この罪悪感はいったいどこからやってくるのだろう?
共働きなら夫が育休を取るのもわかるけど、自分はずっと家にいる専業主婦だ。ずっと家にいるなら子どもの面倒は自分で見れるはずだ。共働きよりも楽な立場にいるのだから。
そんな風に自己分析の基準が、他者との比較になっていることが原因かも知れない。
共働きの妻=忙しい、大変
専業主婦の自分=時間はある、大変じゃない(はず)
(はず)と書いたのは、実際にはsugamariさんはお子さんの体調課題などで心身ともに疲弊した日々を送っていたと推測されるからだ。詳しくはポッドキャストを聴いてほしい。
自分の感覚では大変だったのに、専業主婦という社会的な立場から自分の状況を「大変ではない(はず)」とジャッジしてしまったのかもしれない。
だけど、どんな人であれ価値基準は自分が持っている。
自分が大変であると感じるならば、それは大変なのであり、助けてもらうことになんの罪悪感を感じる必要もないんだ。
Xやインスタなどをのぞくと他人のキラキラした生活が見えたり、ドロドロの悪意まみれのグチも見えてしまう。
つい、他者と自分を比べてしまう。
いったいなぜなのか?
それには1954年に心理学者のレオン・フェスティンガーが提唱した「社会的比較理論」が役に立つ。
社会的比較理論では、他者との比較の理由を「自分の能力や意見を評価するため」としている。
では、なぜ人は自分の能力や意見を評価しようとするのだろうか?
一つは自己改善のため。他者の成功や能力を基準にして、自分を改善しようとする動機が生まれるのだ。
自分の何かが「足りない」と感じる人ほどこの欲求は強くなるだろう。
二つ目は自尊心の維持のため。他者との比較のなかで自分の価値や自尊心を相対的に確認することができる。
なかには自分よりも劣っていると感じる他者と比較することで、自尊心を高めるケースもあるだろう。
最後は社会的基準の確認のため。他者と比較することでどういった行動や価値観が社会的に受け入れられているのかを知ることができる。
そして、社会に受け入れてもらえる「適合性」を見つけ、自分の行動をそこに合わせて調整していく。
もし、「適合性」が「世間的にはヒマであるはずの専業主婦は夫の助けを借りずに育児ができるはず」というものであったなら、無意識にそこに自分の価値観を合わせようとしてしまうだろう。
これは社会的な生き物である人間だから、しかたないとも言えると思う。
「そう感じてしまうよね。そう思ってしまうのもしかたないよね。だって人間だもの」
みたいな感じで、軽く考えておけばいいんじゃないだろうか?
その上で、「でも、自分は大変だからまわりに助けてもらおう」と、自分に優しさを向けられたらさらにいいと思う。
自分の罪悪感がどこからやってくるかを知れば、もっと自分に慈しみを向けられる。そんな気がしています。

### [課題の指示]
提示文について答えてください。
1. 共働きの妻はどのように位置づけられていますか?
2. 「社会的比較理論」を提唱したのは誰で、それは何年ですか?
3. 人が自分の能力や意見を評価しようとする理由のうち、二つ目は何ですか?

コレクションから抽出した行
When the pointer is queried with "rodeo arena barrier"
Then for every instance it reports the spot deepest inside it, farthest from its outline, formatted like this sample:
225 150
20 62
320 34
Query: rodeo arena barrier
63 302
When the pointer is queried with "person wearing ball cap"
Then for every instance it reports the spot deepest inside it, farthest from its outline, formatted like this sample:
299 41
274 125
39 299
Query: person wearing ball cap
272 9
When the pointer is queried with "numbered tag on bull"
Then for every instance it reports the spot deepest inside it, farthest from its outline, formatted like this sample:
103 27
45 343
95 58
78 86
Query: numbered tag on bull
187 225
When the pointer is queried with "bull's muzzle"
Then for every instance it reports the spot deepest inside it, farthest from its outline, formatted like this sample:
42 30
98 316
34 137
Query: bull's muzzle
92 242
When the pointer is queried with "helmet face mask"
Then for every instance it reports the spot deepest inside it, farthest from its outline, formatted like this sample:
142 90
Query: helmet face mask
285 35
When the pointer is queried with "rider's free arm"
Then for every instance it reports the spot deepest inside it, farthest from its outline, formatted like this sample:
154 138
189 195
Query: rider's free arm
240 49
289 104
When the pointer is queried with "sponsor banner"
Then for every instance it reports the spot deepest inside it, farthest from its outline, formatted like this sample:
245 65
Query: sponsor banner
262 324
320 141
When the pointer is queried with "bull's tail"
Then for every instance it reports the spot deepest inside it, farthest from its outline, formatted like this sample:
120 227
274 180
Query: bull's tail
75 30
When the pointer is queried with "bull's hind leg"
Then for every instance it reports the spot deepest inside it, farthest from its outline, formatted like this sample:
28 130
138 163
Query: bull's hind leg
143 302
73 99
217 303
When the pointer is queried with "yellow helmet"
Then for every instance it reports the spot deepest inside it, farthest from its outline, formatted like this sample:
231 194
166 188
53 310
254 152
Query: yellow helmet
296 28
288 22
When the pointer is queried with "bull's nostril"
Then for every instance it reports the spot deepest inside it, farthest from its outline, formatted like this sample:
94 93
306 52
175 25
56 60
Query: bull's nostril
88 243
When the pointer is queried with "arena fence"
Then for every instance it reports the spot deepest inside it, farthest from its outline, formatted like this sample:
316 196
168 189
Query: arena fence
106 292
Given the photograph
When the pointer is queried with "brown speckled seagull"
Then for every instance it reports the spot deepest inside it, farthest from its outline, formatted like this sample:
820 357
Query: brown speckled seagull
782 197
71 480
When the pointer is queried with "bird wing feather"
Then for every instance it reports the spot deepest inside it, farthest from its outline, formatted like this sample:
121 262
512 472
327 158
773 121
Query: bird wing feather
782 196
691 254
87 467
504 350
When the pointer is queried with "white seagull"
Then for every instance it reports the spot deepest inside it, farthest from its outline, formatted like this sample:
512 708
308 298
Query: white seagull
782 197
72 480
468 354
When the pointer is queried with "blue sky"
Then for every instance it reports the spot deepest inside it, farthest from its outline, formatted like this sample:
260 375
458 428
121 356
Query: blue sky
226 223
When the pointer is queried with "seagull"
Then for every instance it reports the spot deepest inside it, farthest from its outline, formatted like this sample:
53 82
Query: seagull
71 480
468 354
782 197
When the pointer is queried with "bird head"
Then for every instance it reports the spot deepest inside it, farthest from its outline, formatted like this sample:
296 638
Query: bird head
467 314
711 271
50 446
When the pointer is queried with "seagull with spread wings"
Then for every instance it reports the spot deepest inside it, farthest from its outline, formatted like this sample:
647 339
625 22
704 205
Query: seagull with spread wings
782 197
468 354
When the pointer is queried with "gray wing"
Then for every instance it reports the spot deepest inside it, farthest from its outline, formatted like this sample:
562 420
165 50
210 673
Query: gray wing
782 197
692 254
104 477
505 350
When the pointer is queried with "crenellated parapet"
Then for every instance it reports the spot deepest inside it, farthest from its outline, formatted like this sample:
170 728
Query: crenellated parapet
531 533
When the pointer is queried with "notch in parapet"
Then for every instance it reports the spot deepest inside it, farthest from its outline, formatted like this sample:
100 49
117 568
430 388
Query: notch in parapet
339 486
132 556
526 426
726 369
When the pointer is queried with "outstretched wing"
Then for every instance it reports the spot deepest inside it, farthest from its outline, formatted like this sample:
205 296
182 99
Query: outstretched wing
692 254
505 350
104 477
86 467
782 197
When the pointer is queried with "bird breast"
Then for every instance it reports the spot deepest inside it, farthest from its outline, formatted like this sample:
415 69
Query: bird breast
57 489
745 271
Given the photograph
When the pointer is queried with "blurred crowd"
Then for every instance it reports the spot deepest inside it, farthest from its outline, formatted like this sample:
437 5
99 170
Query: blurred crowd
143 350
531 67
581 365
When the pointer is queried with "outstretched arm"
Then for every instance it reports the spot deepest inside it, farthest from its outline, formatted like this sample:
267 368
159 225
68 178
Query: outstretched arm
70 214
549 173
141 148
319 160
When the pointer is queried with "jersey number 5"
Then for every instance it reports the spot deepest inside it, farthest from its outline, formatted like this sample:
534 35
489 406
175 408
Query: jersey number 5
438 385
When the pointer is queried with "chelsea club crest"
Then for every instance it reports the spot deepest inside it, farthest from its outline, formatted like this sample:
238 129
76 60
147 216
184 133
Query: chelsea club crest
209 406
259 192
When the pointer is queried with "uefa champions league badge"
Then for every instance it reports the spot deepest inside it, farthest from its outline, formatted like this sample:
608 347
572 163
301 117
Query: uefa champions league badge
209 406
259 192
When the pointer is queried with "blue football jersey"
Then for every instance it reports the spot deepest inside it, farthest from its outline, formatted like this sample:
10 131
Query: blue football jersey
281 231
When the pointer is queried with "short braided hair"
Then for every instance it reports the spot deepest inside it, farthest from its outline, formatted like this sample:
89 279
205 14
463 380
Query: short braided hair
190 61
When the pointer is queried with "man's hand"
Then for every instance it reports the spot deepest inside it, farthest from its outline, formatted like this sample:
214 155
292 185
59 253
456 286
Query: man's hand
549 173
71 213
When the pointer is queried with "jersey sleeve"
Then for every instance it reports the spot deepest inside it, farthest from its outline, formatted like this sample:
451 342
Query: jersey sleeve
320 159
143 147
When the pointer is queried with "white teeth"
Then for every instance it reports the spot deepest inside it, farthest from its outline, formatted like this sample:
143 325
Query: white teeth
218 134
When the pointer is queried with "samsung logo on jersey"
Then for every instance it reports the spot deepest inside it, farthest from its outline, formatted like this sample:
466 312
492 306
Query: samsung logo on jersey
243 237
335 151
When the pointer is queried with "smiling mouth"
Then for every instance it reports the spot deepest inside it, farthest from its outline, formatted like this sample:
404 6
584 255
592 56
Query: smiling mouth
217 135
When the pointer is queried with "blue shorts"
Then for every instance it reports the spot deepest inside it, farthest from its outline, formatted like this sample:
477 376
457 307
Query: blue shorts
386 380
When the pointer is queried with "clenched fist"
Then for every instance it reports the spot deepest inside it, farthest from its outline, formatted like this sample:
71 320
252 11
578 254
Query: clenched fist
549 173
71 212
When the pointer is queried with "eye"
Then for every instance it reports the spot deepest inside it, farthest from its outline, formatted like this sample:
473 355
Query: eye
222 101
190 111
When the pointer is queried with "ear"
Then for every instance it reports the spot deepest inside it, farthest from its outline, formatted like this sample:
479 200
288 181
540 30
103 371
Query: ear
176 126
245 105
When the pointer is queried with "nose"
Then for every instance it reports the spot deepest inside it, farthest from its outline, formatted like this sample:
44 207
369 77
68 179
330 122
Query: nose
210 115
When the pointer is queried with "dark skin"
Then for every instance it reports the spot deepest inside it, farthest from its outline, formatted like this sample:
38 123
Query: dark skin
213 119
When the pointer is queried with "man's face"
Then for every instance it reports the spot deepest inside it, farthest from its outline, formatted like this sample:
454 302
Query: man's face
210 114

### [正答]
1. 忙しい、大変
2. 心理学者のレオン・フェスティンガーで、1954年
3. 自尊心の維持のため